[EXERCISE AIM]:
Set down exactly the lines running from the line with "indicate the dark suit" to the end of the listing below, both ends included.

[PROVIDED RECORDS]:

◇ ◇ ◇ ◇ ◇

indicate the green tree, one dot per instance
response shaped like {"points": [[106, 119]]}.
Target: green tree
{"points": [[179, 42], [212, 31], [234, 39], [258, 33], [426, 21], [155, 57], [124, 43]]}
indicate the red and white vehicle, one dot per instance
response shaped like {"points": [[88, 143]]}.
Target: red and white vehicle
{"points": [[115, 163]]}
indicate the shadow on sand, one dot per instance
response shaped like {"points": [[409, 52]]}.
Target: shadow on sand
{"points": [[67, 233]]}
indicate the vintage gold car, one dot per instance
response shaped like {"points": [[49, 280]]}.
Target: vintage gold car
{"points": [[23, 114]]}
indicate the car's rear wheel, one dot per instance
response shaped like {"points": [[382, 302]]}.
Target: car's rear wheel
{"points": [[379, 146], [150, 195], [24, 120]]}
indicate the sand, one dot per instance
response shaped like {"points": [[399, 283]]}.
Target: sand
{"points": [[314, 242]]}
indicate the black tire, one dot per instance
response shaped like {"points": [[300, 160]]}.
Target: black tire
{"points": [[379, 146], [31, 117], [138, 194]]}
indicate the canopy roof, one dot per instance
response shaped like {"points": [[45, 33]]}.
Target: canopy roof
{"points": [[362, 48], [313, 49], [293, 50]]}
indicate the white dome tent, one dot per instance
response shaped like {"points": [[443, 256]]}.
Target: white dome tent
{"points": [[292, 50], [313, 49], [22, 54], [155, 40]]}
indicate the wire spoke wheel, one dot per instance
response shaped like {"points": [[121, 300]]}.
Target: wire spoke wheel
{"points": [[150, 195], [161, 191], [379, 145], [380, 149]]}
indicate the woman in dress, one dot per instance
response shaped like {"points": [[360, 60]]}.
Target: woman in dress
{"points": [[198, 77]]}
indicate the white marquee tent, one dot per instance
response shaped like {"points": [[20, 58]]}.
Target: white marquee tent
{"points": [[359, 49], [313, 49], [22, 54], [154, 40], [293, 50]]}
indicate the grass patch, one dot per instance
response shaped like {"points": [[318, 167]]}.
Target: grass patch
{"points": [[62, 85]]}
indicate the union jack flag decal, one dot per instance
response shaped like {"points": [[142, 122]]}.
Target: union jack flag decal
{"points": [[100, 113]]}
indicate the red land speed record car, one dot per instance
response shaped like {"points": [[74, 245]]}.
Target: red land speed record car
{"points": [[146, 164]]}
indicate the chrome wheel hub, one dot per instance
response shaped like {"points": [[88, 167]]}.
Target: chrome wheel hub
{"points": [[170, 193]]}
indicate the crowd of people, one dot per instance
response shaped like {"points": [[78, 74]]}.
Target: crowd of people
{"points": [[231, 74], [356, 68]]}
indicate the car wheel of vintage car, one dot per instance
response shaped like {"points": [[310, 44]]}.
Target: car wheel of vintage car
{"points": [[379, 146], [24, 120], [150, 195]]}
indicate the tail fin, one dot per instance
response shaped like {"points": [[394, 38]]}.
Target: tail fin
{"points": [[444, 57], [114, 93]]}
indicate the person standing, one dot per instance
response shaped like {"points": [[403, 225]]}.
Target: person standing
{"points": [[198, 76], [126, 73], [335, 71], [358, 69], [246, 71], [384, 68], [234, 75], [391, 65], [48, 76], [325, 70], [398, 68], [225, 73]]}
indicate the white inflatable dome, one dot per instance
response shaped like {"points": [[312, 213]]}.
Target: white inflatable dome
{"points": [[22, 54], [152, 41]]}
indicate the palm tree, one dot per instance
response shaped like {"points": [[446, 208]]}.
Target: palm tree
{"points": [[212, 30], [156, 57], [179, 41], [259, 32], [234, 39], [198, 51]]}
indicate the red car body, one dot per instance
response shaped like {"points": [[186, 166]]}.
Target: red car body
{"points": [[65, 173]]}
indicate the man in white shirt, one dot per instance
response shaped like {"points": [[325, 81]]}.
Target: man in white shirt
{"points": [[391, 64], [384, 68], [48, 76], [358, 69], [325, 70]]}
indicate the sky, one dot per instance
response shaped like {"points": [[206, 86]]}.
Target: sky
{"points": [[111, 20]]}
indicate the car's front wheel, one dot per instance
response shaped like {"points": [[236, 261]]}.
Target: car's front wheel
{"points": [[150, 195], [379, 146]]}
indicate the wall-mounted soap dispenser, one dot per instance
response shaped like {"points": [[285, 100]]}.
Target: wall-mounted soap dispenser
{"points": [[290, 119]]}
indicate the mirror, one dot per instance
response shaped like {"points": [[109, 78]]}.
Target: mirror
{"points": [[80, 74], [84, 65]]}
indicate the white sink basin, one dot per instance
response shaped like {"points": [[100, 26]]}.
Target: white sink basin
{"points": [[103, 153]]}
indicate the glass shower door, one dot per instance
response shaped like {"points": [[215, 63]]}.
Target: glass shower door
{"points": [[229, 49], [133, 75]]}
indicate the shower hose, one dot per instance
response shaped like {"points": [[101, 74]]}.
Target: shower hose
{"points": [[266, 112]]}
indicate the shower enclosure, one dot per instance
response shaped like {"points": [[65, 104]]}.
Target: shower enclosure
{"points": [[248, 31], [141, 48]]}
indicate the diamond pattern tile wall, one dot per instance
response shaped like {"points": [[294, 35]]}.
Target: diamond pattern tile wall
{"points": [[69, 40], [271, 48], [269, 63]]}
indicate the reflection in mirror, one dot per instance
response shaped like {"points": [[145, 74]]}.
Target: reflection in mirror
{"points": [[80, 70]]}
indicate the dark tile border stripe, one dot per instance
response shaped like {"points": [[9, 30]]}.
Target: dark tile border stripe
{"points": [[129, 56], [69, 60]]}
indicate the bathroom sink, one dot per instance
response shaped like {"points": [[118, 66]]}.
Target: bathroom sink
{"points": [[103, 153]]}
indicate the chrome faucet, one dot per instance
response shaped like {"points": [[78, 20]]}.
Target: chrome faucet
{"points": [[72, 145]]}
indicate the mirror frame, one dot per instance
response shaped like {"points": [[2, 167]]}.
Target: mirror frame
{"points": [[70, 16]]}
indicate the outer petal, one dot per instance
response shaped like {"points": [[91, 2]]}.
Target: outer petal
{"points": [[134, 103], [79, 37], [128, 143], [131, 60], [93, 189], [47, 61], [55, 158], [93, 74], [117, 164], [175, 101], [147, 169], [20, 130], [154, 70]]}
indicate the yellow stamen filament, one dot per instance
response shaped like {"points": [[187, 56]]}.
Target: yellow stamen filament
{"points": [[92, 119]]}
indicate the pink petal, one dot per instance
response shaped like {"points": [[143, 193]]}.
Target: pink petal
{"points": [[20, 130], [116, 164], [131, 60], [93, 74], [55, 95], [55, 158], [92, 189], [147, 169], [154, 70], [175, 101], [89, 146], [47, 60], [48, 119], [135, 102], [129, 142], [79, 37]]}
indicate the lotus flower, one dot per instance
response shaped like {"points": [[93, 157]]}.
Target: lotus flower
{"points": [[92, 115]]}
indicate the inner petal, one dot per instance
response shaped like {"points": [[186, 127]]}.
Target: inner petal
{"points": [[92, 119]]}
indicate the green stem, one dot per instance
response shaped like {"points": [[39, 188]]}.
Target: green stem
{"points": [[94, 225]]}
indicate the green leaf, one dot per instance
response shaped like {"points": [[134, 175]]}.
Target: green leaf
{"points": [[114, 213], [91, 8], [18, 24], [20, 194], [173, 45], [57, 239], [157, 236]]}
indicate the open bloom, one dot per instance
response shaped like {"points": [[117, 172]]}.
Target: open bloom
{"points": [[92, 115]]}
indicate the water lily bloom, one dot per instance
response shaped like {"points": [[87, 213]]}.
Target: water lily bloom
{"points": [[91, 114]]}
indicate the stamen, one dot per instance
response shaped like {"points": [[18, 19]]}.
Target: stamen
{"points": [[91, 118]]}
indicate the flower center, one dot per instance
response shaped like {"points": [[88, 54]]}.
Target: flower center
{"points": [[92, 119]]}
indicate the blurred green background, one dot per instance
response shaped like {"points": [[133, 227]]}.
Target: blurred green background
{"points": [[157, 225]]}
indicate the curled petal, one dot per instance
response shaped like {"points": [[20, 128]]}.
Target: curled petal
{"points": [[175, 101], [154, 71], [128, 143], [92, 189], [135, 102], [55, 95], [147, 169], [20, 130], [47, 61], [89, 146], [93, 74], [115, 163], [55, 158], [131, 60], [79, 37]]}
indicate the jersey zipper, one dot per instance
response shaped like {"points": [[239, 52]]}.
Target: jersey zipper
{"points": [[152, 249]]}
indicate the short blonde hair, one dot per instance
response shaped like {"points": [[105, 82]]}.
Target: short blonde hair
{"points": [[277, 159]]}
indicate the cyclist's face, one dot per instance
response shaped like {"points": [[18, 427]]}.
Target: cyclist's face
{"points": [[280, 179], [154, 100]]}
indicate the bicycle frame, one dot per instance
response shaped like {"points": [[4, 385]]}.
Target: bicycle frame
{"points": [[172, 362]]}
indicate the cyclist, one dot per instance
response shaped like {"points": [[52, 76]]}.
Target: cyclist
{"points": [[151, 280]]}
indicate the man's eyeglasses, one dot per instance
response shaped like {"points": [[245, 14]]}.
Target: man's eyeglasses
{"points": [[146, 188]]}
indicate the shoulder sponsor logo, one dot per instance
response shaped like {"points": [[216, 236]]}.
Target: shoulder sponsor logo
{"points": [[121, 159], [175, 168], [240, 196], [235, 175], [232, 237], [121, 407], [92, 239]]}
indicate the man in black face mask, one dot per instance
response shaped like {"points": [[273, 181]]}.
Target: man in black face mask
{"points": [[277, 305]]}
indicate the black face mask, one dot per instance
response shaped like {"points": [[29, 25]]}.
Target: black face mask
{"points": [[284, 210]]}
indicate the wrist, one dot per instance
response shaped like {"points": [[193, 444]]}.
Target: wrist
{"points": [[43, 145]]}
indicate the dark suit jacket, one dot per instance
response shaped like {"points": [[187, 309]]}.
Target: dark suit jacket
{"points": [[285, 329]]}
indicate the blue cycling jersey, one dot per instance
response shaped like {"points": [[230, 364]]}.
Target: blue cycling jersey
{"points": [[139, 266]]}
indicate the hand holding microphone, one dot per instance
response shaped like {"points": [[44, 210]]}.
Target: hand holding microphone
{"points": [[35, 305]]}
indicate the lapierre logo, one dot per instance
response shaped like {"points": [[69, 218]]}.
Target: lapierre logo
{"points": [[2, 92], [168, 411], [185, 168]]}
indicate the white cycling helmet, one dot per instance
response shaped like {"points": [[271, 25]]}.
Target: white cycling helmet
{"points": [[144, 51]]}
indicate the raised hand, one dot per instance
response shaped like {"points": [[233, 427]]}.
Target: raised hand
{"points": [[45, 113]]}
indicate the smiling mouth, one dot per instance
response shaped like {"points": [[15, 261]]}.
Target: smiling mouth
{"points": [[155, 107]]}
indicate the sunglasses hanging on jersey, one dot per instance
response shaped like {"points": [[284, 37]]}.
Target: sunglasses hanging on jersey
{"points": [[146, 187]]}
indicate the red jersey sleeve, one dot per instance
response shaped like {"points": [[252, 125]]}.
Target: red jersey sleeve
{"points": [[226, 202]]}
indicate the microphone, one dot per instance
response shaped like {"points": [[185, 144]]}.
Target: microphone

◇ ◇ ◇ ◇ ◇

[RESPONSE TO THE TASK]:
indicate the dark suit jacket, one dot per instance
response shaped like {"points": [[187, 309]]}.
Target: dark suit jacket
{"points": [[285, 329]]}
indicate the blue cycling jersey, one dot per instance
response shaped like {"points": [[230, 364]]}.
Target: blue cycling jersey
{"points": [[139, 266]]}
indicate the hand holding microphone, one dot per instance
response shaped like {"points": [[44, 210]]}.
Target: hand holding microphone
{"points": [[35, 305]]}
indicate the lapierre logo, one dot per instance
response shaped like {"points": [[69, 218]]}.
Target: lapierre logo
{"points": [[2, 92], [168, 411], [185, 168]]}
indicate the white cycling helmet, one dot per instance
response shaped like {"points": [[271, 25]]}.
Target: white cycling helmet
{"points": [[144, 51]]}
indicate the raised hand, one dot per instance
response shaped like {"points": [[233, 427]]}.
Target: raised hand
{"points": [[45, 113]]}
indicate the smiling mouth, one dot per instance
response shaped like {"points": [[15, 261]]}.
Target: smiling mouth
{"points": [[155, 107]]}
indicate the sunglasses hanging on jersey, one dot per instance
response shaped like {"points": [[284, 37]]}.
Target: sunglasses hanging on jersey
{"points": [[146, 187]]}
indicate the red jersey sleeve, one dot per instance
response shaped like {"points": [[252, 125]]}.
Target: red jersey sleeve
{"points": [[226, 202]]}
indicate the microphone, one dot per instance
response shaped like {"points": [[185, 144]]}.
Target: microphone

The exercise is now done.